Task instructions
Show each line of the items that contains the word "only". Matching is case-sensitive.

Saved data entries
══════════
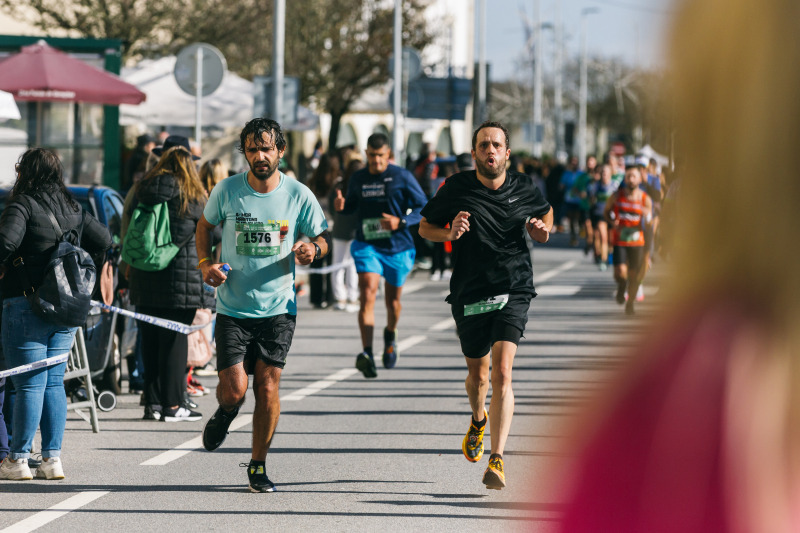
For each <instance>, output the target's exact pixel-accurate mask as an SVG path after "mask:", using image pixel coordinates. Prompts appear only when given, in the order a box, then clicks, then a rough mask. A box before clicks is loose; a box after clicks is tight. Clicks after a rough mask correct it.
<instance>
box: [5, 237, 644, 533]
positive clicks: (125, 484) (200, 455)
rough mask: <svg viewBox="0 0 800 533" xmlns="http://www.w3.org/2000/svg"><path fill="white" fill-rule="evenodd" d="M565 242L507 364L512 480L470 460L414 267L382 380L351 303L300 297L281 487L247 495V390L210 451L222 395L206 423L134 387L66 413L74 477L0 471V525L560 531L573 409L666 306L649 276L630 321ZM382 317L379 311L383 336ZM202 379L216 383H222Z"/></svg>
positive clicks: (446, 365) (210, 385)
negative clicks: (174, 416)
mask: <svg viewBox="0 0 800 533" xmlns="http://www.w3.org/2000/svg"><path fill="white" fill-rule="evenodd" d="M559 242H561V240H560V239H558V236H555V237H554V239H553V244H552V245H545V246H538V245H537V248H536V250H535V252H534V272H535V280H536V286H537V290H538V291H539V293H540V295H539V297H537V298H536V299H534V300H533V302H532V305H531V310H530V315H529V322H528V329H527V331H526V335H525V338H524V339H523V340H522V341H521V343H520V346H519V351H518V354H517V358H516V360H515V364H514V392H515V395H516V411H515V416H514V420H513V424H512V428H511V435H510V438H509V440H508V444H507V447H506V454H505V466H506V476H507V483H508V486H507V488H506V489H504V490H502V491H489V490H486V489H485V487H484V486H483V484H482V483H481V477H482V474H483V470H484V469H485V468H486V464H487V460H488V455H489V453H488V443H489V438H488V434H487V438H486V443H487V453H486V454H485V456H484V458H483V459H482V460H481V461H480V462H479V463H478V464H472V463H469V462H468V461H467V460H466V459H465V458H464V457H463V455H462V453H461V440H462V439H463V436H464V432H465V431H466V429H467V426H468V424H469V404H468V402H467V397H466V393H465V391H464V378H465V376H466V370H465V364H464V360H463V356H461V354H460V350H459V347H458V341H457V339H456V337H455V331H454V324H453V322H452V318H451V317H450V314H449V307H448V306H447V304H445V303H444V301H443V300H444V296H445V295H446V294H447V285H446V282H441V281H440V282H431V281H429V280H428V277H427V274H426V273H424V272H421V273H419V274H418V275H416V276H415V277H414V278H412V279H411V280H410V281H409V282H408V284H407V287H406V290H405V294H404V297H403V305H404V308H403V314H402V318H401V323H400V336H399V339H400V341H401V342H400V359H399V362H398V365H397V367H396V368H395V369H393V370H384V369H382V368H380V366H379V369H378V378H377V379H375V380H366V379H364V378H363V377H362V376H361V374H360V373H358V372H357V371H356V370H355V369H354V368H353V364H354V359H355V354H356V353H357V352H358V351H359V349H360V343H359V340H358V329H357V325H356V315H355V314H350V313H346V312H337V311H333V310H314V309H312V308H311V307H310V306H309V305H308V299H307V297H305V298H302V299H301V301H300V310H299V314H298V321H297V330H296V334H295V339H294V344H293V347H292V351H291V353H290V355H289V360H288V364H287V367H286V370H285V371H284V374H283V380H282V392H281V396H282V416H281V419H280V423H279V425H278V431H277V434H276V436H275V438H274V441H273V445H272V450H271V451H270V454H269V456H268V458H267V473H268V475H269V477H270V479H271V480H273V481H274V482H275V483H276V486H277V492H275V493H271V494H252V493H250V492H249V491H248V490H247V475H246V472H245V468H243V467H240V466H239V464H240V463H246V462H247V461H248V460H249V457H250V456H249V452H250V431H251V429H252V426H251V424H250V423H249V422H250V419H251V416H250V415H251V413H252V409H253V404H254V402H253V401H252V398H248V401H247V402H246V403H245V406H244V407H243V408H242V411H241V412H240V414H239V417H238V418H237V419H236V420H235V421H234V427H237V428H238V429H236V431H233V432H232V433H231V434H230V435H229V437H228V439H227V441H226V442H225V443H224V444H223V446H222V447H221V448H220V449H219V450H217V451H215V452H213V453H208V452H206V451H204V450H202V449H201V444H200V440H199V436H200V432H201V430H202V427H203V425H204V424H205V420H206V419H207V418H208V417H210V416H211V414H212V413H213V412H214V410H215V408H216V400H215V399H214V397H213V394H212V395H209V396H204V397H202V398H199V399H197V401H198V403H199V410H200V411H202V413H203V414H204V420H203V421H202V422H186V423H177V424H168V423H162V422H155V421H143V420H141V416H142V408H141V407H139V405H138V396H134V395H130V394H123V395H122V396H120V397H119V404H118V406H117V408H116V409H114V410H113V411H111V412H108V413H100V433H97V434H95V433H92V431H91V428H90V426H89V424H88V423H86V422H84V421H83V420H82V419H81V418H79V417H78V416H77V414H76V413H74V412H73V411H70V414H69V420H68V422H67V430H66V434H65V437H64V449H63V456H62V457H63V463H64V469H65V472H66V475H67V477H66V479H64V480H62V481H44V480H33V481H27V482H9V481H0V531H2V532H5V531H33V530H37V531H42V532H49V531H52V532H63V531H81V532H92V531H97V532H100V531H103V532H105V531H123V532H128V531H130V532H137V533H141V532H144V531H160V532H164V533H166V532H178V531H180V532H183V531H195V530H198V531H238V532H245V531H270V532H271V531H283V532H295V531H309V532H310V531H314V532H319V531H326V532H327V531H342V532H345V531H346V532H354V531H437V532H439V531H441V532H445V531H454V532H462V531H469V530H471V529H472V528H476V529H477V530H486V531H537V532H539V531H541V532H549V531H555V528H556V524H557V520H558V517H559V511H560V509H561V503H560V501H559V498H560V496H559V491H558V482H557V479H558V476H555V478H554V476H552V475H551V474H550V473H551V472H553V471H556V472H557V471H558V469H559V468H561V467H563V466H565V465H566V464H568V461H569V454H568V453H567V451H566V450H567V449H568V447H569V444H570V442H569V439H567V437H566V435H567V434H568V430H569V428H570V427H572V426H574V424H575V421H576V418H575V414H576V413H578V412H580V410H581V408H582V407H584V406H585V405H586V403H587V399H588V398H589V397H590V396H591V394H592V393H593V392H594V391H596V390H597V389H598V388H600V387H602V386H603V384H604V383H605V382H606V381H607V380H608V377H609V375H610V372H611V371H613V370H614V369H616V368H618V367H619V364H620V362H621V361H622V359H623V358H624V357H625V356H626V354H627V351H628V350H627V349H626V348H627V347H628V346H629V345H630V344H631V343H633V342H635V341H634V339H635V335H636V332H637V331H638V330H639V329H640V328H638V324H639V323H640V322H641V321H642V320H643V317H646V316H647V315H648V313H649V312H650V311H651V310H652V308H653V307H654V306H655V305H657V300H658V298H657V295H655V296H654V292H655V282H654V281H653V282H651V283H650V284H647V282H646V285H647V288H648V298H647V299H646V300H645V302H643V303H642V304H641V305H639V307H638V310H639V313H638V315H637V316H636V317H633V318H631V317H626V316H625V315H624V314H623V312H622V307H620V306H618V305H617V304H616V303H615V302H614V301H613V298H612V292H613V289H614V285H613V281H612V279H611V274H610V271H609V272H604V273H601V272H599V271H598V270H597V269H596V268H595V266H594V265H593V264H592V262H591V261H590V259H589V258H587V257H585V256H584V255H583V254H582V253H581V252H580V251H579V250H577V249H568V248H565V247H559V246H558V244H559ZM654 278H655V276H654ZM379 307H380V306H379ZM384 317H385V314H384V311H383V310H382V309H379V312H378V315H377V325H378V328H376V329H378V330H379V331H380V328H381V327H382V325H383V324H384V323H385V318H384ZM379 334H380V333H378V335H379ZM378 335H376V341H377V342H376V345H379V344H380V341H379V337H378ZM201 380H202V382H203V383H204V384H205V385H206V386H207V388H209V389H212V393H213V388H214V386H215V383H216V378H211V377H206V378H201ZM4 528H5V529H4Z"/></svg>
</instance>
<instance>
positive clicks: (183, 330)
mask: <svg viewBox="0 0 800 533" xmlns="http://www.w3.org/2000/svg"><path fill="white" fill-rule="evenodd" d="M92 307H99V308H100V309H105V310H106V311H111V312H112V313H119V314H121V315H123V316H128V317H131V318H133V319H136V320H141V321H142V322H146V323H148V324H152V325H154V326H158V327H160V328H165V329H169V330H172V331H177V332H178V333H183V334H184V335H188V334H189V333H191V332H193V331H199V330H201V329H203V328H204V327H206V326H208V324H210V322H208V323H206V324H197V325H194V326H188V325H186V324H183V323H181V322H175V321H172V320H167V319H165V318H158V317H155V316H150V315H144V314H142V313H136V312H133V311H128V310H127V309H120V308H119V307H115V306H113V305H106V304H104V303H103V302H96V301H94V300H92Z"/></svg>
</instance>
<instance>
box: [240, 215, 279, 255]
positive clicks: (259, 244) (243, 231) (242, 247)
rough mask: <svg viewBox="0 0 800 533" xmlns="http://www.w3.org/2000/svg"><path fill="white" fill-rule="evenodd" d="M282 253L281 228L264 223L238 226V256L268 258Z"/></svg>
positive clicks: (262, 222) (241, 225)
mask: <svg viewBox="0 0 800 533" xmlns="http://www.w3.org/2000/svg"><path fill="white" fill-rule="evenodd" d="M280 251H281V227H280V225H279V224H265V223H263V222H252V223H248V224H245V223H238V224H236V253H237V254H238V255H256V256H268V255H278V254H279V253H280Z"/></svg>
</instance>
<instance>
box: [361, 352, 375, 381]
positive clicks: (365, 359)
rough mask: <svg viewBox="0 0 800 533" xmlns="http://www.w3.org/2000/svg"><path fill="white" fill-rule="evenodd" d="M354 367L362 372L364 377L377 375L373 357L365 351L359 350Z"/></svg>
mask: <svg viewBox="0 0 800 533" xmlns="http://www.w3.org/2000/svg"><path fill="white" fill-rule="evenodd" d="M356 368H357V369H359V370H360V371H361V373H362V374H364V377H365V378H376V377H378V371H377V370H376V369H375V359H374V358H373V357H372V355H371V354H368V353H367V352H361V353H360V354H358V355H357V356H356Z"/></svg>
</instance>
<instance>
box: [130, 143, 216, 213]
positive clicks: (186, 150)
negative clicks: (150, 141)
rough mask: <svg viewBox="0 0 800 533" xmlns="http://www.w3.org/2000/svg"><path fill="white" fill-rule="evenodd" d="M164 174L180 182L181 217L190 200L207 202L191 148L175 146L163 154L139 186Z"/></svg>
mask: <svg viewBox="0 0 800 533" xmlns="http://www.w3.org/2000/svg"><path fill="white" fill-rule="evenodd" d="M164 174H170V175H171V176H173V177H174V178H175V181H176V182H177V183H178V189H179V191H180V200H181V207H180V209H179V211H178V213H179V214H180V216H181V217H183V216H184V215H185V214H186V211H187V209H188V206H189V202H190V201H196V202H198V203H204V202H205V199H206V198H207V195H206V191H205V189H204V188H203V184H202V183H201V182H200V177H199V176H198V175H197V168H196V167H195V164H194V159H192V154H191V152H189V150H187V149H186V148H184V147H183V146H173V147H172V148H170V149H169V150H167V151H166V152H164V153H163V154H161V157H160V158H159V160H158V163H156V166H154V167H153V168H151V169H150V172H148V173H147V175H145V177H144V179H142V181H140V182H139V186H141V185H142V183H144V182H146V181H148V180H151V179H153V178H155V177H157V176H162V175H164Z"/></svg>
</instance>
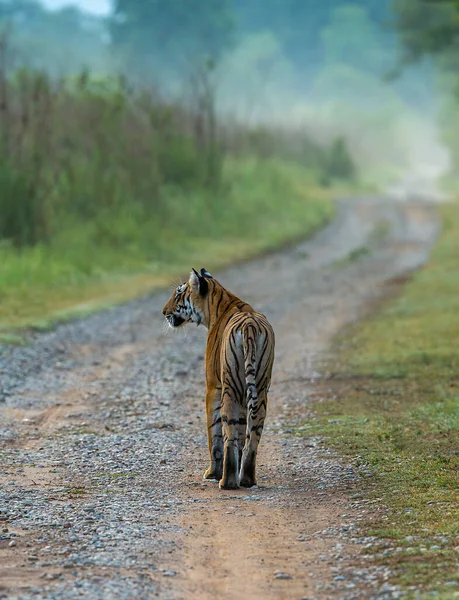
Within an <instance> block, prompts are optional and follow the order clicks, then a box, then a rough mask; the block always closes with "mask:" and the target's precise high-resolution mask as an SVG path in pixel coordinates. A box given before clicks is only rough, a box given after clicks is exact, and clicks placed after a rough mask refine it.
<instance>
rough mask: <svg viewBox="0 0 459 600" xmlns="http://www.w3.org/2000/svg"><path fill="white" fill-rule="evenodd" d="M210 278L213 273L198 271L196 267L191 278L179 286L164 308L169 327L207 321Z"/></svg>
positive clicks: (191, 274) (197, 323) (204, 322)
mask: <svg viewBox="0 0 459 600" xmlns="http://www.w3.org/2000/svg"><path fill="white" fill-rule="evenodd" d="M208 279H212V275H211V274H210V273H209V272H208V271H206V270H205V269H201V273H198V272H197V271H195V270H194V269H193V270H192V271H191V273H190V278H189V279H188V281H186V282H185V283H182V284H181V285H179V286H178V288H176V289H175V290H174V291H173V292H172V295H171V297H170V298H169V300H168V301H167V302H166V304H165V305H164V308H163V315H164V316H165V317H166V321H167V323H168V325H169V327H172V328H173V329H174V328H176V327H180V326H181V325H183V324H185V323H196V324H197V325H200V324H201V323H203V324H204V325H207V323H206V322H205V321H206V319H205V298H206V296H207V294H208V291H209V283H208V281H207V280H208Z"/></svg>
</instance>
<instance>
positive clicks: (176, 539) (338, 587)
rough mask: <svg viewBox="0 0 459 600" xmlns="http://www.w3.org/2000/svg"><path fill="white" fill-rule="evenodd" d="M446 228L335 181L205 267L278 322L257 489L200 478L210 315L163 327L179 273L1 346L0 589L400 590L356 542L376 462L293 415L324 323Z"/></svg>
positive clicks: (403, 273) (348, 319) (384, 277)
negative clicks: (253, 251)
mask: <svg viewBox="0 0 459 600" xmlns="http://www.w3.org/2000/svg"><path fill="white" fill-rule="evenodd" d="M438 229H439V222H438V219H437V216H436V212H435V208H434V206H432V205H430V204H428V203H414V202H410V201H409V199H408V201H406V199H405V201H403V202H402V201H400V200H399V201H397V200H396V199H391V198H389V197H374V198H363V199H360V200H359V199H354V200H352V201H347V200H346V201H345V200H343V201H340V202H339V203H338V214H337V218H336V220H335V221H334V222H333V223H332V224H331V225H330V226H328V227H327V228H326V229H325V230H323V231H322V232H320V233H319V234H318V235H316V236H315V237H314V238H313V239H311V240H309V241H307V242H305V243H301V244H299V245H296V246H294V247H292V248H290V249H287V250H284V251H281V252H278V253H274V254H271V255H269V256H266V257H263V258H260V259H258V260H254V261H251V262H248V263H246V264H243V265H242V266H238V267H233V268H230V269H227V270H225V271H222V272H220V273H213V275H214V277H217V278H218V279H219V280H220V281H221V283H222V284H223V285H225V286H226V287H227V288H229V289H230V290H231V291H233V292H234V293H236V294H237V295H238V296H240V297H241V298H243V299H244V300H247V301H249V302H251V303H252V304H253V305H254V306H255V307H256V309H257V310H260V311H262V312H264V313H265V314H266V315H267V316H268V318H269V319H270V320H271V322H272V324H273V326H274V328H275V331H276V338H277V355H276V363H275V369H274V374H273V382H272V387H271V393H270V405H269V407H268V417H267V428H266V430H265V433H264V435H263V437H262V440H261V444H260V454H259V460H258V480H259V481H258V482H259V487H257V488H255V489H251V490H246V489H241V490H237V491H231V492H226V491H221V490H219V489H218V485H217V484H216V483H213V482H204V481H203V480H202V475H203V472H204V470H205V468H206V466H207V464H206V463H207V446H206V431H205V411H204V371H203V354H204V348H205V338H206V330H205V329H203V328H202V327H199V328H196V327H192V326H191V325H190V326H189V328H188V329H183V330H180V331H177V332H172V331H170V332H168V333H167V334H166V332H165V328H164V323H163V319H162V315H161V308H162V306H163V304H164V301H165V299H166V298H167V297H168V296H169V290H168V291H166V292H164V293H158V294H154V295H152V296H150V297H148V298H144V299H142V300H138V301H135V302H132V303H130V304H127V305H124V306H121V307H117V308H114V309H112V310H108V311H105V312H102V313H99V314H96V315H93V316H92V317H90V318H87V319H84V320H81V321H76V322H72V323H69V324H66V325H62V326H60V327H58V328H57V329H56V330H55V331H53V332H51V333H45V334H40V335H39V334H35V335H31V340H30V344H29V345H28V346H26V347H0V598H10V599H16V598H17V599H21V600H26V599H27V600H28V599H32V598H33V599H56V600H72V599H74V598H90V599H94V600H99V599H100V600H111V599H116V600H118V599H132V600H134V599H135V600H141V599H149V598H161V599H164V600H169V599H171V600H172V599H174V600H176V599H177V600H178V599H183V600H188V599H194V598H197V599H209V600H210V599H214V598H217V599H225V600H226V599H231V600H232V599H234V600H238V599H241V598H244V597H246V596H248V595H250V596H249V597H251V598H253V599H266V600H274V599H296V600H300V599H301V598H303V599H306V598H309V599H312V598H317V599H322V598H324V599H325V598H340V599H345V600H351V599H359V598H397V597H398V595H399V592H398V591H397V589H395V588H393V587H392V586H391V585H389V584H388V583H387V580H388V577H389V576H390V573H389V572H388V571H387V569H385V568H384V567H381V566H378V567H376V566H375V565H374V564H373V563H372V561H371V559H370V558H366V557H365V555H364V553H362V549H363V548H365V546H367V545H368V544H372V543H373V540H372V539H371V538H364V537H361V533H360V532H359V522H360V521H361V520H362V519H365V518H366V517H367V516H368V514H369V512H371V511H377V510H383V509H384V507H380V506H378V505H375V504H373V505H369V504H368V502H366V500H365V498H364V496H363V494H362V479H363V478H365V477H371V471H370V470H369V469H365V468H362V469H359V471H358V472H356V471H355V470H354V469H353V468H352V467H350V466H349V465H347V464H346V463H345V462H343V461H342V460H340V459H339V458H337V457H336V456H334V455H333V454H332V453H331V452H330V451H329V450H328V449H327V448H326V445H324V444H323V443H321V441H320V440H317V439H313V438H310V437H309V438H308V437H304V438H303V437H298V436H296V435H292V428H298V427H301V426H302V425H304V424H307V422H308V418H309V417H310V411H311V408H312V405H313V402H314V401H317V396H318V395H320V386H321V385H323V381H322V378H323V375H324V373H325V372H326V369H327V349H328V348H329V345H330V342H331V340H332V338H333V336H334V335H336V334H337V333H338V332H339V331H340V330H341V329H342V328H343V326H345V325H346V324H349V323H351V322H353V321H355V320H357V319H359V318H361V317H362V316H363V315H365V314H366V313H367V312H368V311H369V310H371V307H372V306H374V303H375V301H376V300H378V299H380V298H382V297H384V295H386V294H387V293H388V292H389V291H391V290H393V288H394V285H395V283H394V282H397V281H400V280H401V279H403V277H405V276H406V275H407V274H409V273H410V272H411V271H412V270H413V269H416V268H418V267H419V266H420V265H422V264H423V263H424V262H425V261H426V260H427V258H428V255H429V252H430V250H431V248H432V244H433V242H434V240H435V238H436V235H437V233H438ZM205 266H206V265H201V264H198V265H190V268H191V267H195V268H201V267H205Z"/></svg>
══════════
Exercise result
For each <instance>, output the target's exact pixel-accurate mask as an SVG path after "mask:", using image pixel coordinates. Prompts appear only when given, in the order a box, then clicks, then a rough mask. A box before clicks is loose; a box after clicks is tight. Clicks after a rough mask correct it.
Within an <instance> block, prompts are optional and follow the order clicks, then a box, then a rough mask; the block always closes with "mask:" and the target's precise high-resolution mask as an SVG path in pixel coordinates. A box given before clicks is only rough, a box given after clicks is exact, and clicks placed after a rough mask refine it.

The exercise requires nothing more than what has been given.